START The data
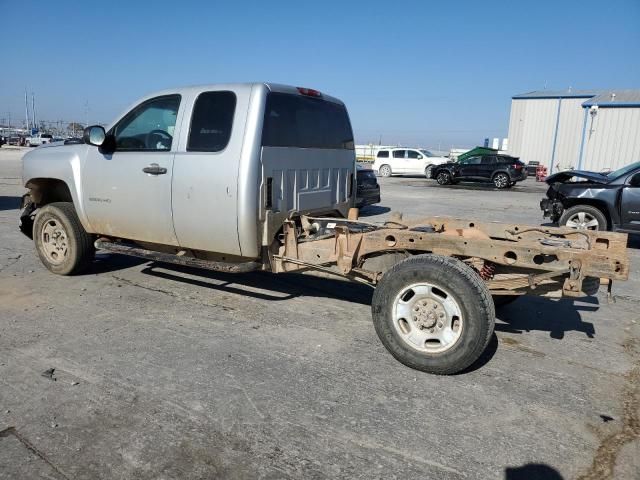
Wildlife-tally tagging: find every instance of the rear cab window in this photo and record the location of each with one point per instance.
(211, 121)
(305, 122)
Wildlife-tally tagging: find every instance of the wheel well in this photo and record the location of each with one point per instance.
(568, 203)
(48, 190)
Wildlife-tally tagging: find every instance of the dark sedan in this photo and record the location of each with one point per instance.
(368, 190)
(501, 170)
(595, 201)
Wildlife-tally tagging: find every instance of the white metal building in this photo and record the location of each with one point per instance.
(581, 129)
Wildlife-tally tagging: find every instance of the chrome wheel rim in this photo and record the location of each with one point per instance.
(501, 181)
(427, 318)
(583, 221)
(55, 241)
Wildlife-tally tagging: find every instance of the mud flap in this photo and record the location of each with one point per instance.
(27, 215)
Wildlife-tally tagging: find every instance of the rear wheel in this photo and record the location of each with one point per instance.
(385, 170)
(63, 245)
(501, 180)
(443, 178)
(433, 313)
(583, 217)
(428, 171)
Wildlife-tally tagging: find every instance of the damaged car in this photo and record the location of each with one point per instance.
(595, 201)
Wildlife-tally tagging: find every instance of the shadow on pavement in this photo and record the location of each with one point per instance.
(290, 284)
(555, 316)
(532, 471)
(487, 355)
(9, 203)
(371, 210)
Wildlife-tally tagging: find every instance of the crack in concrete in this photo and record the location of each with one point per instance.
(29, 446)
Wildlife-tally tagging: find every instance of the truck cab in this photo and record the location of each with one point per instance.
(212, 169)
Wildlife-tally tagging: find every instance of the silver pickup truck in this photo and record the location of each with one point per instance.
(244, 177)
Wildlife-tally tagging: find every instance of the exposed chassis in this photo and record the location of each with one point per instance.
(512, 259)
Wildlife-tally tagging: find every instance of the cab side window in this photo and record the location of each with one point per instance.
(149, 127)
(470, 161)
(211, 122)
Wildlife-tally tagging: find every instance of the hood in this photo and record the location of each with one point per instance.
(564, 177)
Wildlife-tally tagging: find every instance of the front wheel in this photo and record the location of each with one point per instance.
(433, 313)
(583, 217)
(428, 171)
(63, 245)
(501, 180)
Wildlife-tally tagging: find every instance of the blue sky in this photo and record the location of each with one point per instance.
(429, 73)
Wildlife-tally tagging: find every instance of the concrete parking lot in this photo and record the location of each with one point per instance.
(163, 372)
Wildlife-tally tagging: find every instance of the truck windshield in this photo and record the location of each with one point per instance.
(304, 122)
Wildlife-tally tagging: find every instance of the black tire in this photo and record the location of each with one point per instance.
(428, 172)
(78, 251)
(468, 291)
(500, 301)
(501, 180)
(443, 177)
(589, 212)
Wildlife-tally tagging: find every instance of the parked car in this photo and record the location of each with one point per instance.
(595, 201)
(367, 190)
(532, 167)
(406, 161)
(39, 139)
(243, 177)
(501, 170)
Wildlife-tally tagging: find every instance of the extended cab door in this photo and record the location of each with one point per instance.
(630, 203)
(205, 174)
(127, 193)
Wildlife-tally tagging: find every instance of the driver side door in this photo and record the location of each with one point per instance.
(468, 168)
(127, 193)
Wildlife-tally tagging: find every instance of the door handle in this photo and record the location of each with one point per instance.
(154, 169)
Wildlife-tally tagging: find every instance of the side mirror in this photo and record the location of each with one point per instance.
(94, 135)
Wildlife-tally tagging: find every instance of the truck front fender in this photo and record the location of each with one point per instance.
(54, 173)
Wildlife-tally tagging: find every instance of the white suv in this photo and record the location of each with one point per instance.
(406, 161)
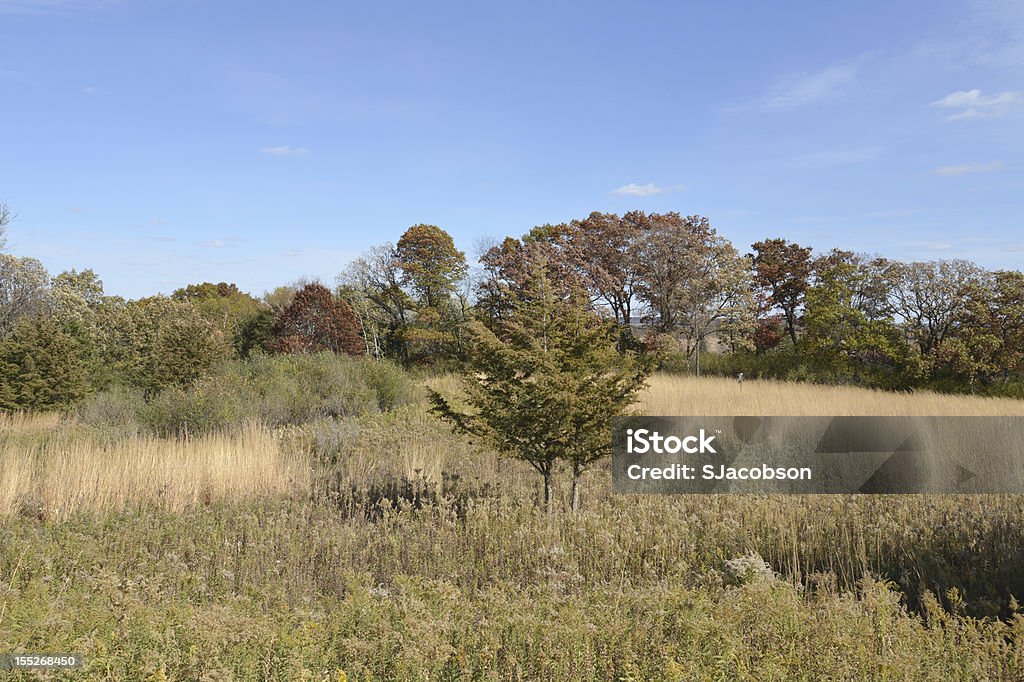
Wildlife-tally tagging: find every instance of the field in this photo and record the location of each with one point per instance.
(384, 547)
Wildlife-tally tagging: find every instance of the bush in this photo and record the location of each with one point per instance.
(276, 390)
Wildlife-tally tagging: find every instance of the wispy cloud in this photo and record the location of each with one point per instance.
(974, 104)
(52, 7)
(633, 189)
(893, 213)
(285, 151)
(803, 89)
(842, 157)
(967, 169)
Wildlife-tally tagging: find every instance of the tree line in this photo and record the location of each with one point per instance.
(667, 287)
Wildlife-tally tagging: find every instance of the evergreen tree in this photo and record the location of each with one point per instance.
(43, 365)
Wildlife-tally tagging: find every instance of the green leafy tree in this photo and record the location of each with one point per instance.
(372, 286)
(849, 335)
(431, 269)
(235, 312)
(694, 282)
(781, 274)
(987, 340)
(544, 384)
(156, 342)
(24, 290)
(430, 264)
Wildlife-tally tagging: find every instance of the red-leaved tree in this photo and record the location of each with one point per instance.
END The data
• _Required work_: Give the listing again exactly, minus its images.

• _Task solution_:
Wildlife-tally tagging: find every instance of the rear cab window in this photo and record the location of each with one point per instance.
(211, 121)
(305, 122)
Wildlife-tally tagging: find every instance of the wheel well in this photo and record the location of each with one point per instance.
(568, 203)
(48, 190)
Wildlife-tally tagging: find every instance of the dark sedan in this photo and record the location of each with one point per instance.
(368, 190)
(501, 170)
(595, 201)
Wildlife-tally tagging: find every instance of the white metal building in this photo and record the location of each with one point per instance.
(581, 129)
Wildlife-tally tagging: find every instance of the chrome wheel rim in this photo and record the location of each with one point per instance.
(501, 181)
(427, 318)
(583, 221)
(55, 241)
Wildlife-tally tagging: find every instance of the mud flap in this photo and record the location of each with one point per instance.
(27, 215)
Wildlife-tally tagging: find every instance of the rear wheel in this photo and record the location of each with one point per instance.
(385, 170)
(63, 245)
(501, 180)
(443, 178)
(433, 313)
(583, 217)
(428, 171)
Wildlife-tally tagging: find every instance of the damaged car in this photo and record the location of each with one point per instance.
(595, 201)
Wildlife-tally tagging: find every instance of the shadow on pavement in this photo and record the location of each with one point per instance.
(290, 284)
(555, 316)
(532, 471)
(487, 355)
(9, 203)
(371, 210)
Wildlife-tally tagging: find every instance of the crack in concrete in this photo and record the location of each with one point per instance.
(29, 446)
Wildlife-tally tagging: find every instance of the truck cab in this photo and record the location of each with one point per instance.
(212, 169)
Wildlife-tally tagging: find every instance of the silver pickup truck in this photo and record the location of each with one point per instance.
(244, 177)
Wildlife-tally tagging: find every instance of the exposed chassis in this photo and record the location of each with one point per instance.
(512, 259)
Wildlife-tally tagging: find every instance of the cab side window in this photo and record the location of each with one point per instance.
(149, 127)
(470, 161)
(211, 122)
Wildlife-tally tagging: find every instance of the hood in this photo and record the location of each with one point per instance.
(564, 177)
Wildlife-tally tagging: find every instance of the front wheel in this photo and record the location of each with one point per instance.
(433, 313)
(583, 217)
(428, 171)
(63, 245)
(501, 180)
Wildlife-tally tagging: find every instance of the blue sky in this photo and record the location of each with one point per instance.
(429, 73)
Wildlife-tally tagging: find every instance of the concrete parking lot in this photo and record the location of each with one point per instance.
(163, 372)
Wildlife-tally tagging: find every instance of the truck windshield in this photo and record the location of each with one point per instance.
(304, 122)
Wildlife-tally tagging: find every instance of the black tire in this photo and record the location of each with one point per instance.
(428, 172)
(78, 251)
(468, 291)
(500, 301)
(501, 180)
(443, 177)
(589, 212)
Wildlife-tally tagging: find every instance of the parked car in this photo and record the location of each with one point per instance.
(595, 201)
(367, 190)
(532, 167)
(406, 161)
(39, 139)
(243, 177)
(501, 170)
Wildlife-tally tagging: find every instance of the extended cab door in this photo and record the location of each with one point per instance.
(630, 203)
(205, 174)
(127, 193)
Wildlife-tally tagging: find every instance of the driver side door in this photo and record the location of each with one point per instance.
(468, 168)
(127, 193)
Wildlife-tally tagging: find every instance of the door handle in this photo and record the location of each with one point per instance.
(154, 169)
Wildlife-tally tagging: find every instance of the side mirror in this photo and record the location of each with one point per instance.
(94, 135)
Wildlife-tally tagging: find every instance of the truck front fender in this photo and record the location of each with one point per instance.
(54, 173)
Wildlife-tally tagging: find every instance of the white suv in this photo and record the location of each with one point per instance.
(406, 161)
Wildlife-tally tagging: find every instance of the field in this photo and record the location of each with one point per instance.
(384, 547)
Wildlife-tally tagging: find every instance of the bush in this photo and record the location of each with one point per instance.
(276, 390)
Wildlife-tally tagging: find every instance of the wispy cloud in this photo and record the location of each with one point per instance.
(974, 104)
(52, 7)
(633, 189)
(893, 213)
(285, 151)
(803, 89)
(842, 157)
(967, 169)
Wildlife-tally tagging: find every instance of the tree line in this photo and record the location of each with one point per instance.
(667, 287)
Wildlife-tally tagging: find every instance of the evergreen tree in this photo and record the location of each with one point per instance.
(43, 365)
Wildlife-tally tagging: find every instance of the green leafy tree in this photo and record the location of each with one point per instance.
(372, 286)
(849, 335)
(431, 269)
(235, 312)
(694, 282)
(781, 274)
(987, 340)
(544, 384)
(156, 342)
(24, 290)
(430, 264)
Wildlife-tally tagging: find every instance of the red-leaved tree in this photo and record the location of each with one point per instance.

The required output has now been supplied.